Top of Exercise inputs
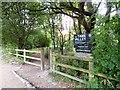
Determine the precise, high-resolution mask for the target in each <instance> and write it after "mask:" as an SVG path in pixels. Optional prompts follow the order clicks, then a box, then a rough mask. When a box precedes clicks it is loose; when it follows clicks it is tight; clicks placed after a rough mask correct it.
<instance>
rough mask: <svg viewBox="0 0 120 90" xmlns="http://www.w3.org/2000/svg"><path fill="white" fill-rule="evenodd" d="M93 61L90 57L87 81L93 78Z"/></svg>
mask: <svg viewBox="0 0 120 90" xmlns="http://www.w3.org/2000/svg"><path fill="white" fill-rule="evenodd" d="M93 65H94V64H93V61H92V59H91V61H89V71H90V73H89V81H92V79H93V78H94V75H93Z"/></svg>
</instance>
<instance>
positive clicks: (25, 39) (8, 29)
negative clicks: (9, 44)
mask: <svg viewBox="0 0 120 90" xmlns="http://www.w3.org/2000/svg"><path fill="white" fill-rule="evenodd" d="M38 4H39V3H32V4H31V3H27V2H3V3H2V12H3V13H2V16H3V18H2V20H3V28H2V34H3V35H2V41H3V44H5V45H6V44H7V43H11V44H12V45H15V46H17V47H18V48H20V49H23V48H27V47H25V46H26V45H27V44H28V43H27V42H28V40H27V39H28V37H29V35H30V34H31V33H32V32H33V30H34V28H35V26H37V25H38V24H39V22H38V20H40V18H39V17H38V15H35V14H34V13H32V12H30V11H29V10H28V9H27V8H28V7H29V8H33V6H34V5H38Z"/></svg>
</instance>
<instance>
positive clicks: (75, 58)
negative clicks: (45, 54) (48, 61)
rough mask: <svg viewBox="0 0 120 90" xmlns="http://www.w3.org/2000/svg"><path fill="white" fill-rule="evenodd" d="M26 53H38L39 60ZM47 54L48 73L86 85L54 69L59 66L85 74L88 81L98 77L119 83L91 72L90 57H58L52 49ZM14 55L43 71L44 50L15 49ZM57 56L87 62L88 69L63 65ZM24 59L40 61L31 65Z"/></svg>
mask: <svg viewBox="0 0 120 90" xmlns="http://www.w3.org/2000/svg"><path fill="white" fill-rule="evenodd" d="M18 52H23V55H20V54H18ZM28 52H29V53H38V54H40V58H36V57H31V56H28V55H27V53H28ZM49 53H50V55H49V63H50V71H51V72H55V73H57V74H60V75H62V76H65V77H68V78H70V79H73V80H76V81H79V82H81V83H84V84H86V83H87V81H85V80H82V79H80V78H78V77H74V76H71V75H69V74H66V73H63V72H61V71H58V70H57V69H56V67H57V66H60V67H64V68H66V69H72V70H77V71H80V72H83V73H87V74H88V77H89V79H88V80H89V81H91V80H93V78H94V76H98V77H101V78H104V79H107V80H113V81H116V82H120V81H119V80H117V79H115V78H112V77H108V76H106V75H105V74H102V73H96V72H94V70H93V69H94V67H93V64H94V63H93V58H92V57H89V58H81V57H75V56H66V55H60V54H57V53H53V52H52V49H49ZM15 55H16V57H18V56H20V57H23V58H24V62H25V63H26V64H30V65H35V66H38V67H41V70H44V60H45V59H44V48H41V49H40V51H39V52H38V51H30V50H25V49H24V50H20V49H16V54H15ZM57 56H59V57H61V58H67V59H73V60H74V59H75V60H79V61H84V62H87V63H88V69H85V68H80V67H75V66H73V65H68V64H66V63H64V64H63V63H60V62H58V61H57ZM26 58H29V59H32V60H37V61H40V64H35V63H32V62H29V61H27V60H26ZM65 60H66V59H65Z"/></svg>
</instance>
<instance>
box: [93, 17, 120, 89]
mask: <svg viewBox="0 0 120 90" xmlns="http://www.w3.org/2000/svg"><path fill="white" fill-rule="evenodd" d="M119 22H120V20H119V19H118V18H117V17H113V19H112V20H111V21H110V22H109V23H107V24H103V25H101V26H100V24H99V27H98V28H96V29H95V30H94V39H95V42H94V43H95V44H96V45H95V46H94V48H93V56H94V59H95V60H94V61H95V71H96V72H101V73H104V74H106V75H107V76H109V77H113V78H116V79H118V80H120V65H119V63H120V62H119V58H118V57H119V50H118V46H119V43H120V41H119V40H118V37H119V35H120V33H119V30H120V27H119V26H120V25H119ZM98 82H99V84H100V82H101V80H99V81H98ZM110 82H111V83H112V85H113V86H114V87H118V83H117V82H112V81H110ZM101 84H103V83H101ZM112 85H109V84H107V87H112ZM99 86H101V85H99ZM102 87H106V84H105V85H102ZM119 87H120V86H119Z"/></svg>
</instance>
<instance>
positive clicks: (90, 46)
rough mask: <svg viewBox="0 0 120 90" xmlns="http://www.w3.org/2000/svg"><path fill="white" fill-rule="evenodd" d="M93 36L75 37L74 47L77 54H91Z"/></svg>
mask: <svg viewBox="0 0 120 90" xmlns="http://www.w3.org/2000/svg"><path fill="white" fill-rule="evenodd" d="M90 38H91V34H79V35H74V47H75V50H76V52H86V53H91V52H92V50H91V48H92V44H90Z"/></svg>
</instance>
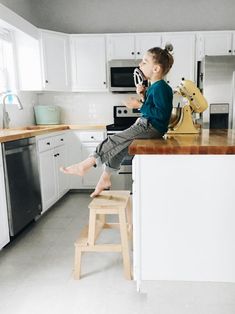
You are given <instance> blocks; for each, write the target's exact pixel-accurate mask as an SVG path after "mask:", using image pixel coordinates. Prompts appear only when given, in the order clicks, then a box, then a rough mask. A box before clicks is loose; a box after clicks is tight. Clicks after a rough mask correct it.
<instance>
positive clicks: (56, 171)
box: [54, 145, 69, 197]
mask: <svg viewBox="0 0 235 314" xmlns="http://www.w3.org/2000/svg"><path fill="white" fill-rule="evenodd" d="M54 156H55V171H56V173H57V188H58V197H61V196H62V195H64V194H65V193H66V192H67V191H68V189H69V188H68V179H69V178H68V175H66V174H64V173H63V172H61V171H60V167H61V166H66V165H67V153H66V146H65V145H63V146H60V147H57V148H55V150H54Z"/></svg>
Bottom of Exercise inputs
Top of Exercise inputs
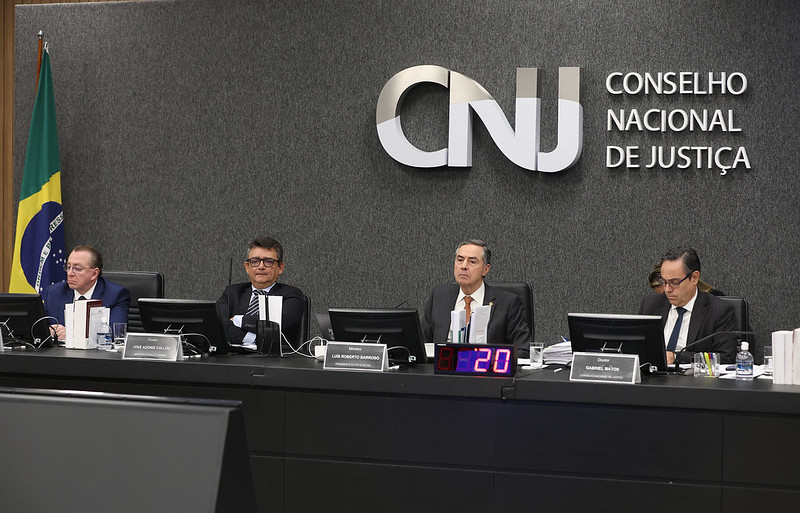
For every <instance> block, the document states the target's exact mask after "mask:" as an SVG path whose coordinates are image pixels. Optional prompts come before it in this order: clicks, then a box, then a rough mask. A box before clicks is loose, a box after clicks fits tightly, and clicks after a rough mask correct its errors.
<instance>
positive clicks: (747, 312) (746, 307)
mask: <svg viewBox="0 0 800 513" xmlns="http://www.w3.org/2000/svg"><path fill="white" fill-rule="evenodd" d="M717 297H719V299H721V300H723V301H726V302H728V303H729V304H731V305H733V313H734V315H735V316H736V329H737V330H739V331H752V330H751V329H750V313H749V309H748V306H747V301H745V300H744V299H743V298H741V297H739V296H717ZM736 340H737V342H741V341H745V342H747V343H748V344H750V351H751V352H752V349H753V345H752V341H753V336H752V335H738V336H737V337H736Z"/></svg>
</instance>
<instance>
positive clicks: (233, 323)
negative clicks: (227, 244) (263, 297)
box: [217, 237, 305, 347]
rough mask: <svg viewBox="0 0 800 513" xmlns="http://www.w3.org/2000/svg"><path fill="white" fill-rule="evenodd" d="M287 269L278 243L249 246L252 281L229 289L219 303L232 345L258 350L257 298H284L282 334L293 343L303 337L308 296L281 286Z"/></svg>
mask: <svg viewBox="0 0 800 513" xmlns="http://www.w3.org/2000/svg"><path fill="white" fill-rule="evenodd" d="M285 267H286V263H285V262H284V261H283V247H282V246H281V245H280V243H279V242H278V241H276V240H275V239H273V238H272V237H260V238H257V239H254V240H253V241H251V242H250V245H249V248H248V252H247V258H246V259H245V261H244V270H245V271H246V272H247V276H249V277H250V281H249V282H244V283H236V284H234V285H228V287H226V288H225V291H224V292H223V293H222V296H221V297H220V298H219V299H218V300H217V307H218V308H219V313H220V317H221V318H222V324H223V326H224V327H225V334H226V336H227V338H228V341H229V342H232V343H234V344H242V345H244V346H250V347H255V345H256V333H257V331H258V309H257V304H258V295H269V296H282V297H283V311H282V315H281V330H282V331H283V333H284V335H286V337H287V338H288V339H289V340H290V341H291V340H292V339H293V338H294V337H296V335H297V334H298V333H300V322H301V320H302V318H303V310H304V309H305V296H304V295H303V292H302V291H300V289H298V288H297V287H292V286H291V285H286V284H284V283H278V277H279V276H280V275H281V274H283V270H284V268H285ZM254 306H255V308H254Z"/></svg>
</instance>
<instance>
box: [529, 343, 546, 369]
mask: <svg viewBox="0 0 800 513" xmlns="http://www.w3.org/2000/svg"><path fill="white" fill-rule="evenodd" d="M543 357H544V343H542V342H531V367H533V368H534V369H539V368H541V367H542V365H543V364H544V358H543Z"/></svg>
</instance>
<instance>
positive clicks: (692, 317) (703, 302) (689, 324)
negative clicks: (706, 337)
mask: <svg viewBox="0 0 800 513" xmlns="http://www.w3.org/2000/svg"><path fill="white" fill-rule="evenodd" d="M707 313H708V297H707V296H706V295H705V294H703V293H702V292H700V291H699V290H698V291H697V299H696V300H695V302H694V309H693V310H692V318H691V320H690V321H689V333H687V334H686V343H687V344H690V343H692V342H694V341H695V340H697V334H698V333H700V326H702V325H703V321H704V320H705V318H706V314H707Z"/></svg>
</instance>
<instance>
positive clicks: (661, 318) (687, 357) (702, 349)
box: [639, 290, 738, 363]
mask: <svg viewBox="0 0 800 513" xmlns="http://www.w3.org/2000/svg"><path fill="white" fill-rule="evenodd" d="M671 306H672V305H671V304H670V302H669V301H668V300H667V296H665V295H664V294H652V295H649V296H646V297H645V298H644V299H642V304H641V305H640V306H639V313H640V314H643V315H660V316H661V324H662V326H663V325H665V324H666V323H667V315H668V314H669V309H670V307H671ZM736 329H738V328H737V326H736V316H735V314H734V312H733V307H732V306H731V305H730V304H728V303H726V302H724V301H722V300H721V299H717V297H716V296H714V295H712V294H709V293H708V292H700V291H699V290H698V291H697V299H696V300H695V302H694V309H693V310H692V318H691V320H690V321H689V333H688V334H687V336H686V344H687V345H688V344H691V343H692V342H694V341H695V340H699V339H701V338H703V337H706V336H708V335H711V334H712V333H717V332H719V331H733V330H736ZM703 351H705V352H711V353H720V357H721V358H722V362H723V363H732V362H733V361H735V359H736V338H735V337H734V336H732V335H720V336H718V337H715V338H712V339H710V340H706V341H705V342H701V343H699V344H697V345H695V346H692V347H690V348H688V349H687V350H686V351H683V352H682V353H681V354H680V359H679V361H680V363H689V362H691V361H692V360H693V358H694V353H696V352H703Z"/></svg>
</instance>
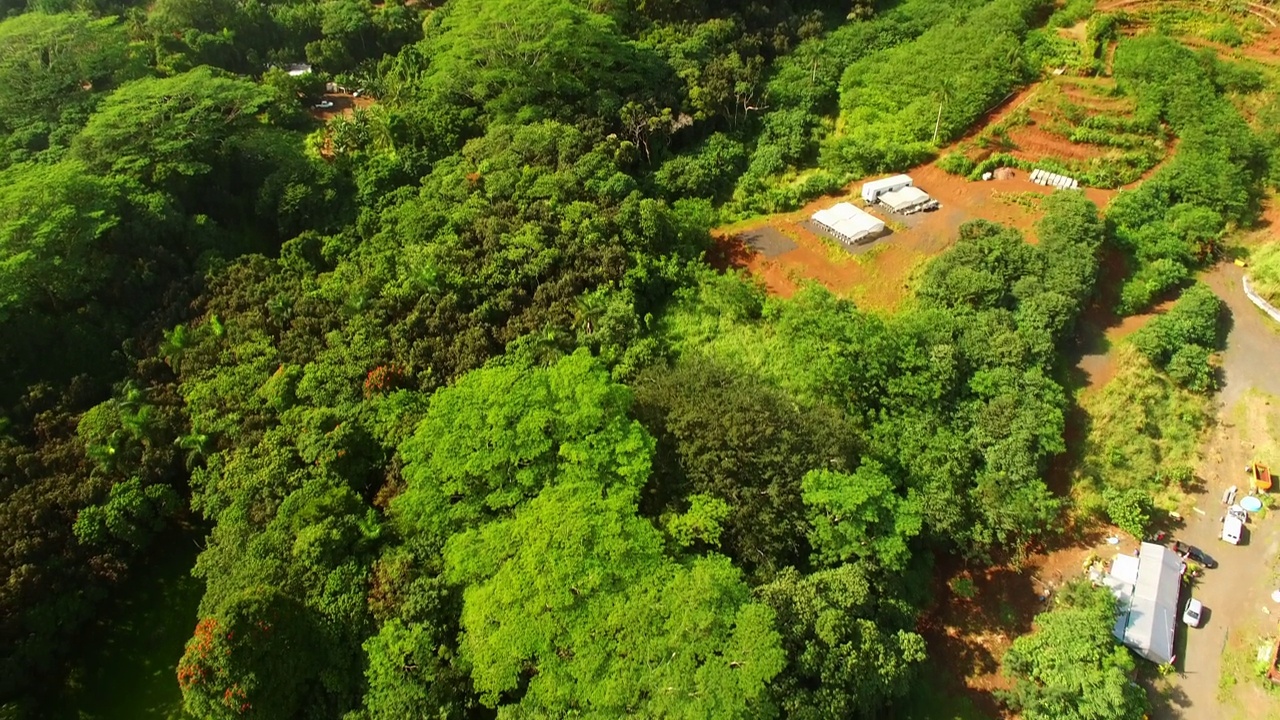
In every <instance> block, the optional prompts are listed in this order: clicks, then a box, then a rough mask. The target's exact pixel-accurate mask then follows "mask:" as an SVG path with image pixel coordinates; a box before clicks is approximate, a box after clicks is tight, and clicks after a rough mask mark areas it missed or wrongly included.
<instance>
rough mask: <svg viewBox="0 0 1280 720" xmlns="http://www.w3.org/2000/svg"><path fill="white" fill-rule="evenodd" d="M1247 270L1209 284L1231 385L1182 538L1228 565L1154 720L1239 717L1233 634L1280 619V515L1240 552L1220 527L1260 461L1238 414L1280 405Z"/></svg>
Bottom of Exercise inputs
Top of Exercise inputs
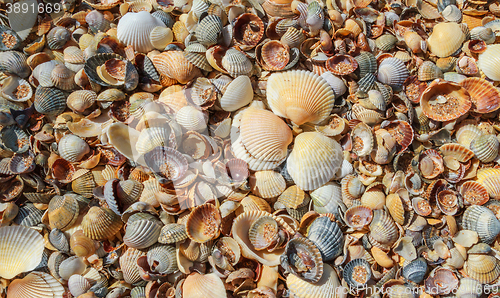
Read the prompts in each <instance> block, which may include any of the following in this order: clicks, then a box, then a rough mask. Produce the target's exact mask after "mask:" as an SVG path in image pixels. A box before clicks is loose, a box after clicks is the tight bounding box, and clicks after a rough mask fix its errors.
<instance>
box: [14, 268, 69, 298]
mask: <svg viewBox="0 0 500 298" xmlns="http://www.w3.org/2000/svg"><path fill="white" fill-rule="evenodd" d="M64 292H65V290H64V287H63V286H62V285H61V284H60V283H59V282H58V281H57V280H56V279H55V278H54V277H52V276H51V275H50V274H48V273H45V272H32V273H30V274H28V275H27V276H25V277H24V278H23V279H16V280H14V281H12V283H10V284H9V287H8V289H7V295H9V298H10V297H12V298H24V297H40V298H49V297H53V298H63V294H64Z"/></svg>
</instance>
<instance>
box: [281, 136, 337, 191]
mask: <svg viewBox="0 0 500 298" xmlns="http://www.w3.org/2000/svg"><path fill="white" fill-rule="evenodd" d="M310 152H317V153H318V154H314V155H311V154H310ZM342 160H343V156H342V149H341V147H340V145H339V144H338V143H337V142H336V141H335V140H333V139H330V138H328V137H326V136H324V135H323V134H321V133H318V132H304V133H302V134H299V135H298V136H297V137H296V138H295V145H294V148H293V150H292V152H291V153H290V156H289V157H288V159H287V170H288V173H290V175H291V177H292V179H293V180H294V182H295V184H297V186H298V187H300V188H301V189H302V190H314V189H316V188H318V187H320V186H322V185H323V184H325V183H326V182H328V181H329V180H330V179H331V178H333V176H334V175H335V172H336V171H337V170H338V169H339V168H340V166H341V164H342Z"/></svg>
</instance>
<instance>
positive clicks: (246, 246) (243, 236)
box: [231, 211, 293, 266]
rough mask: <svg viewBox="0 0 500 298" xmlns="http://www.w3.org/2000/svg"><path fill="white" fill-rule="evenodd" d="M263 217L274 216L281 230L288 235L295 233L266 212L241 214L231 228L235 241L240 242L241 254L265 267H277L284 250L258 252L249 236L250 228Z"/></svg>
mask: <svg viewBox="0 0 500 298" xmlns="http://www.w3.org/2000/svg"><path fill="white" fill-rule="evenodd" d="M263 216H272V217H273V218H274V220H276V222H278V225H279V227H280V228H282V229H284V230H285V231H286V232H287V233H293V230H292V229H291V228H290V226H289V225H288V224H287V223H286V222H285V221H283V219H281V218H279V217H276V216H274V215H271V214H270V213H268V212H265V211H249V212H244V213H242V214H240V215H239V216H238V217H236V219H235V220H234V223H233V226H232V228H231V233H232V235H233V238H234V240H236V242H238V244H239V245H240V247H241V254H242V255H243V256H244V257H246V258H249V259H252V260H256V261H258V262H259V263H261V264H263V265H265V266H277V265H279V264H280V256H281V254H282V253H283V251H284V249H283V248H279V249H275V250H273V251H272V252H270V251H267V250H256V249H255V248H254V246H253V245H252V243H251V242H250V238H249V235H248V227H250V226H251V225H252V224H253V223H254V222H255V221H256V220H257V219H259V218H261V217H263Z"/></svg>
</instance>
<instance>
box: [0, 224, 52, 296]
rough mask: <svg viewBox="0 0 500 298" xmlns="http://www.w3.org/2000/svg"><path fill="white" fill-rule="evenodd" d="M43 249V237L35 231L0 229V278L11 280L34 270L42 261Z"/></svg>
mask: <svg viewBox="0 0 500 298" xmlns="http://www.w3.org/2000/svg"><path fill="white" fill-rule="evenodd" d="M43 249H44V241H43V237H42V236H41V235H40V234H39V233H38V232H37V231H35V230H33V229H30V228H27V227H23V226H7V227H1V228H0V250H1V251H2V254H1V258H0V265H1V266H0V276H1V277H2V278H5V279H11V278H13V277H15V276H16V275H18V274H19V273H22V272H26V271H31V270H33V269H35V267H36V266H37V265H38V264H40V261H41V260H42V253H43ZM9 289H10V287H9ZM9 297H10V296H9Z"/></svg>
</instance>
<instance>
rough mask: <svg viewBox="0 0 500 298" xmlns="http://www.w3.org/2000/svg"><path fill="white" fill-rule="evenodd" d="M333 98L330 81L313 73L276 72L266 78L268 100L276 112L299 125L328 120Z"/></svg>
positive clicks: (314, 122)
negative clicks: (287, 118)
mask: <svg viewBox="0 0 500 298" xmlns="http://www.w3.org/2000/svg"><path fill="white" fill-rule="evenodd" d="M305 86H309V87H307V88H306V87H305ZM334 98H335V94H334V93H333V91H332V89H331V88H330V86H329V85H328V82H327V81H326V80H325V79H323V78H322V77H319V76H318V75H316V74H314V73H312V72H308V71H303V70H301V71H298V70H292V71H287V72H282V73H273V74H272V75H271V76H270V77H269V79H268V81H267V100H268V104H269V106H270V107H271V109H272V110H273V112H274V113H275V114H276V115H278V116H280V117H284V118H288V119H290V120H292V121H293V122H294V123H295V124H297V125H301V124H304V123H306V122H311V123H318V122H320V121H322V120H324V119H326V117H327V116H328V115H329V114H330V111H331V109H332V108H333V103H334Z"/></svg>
Bottom of Exercise inputs
Exercise objective
Search the listing above for the lines with "Determine the precise, high-resolution" and "negative clicks: (45, 54) (48, 61)", then output those lines and all lines between them exactly.

Written response
Determine the precise, high-resolution mask for the target in each <instance> and write it after "mask:" as an SVG path in pixels. Optional prompts follow the order clicks, then a box, then a rough mask. When a box precedes clicks it is loose; when it follows clicks it is tight; clicks placed after a rough mask correct it.
<instance>
rough mask: <svg viewBox="0 0 120 90" xmlns="http://www.w3.org/2000/svg"><path fill="white" fill-rule="evenodd" d="M93 61L90 57L87 81L93 78Z"/></svg>
mask: <svg viewBox="0 0 120 90" xmlns="http://www.w3.org/2000/svg"><path fill="white" fill-rule="evenodd" d="M93 65H94V64H93V61H92V59H91V61H89V71H90V73H89V81H92V79H93V78H94V75H93Z"/></svg>
</instance>
<instance>
positive clicks: (25, 39) (8, 29)
negative clicks: (9, 44)
mask: <svg viewBox="0 0 120 90" xmlns="http://www.w3.org/2000/svg"><path fill="white" fill-rule="evenodd" d="M38 4H39V3H32V4H31V3H27V2H3V3H2V12H3V13H2V16H3V18H2V20H3V28H2V34H3V35H2V41H3V44H5V45H6V44H7V43H11V44H12V45H15V46H17V47H18V48H20V49H23V48H27V47H25V46H26V45H27V44H28V43H27V42H28V40H27V39H28V37H29V35H30V34H31V33H32V32H33V30H34V28H35V26H37V25H38V24H39V22H38V20H40V18H39V17H38V15H35V14H34V13H32V12H30V11H29V10H28V9H27V8H28V7H29V8H33V6H34V5H38Z"/></svg>
</instance>
<instance>
positive clicks: (75, 58)
negative clicks: (45, 54) (48, 61)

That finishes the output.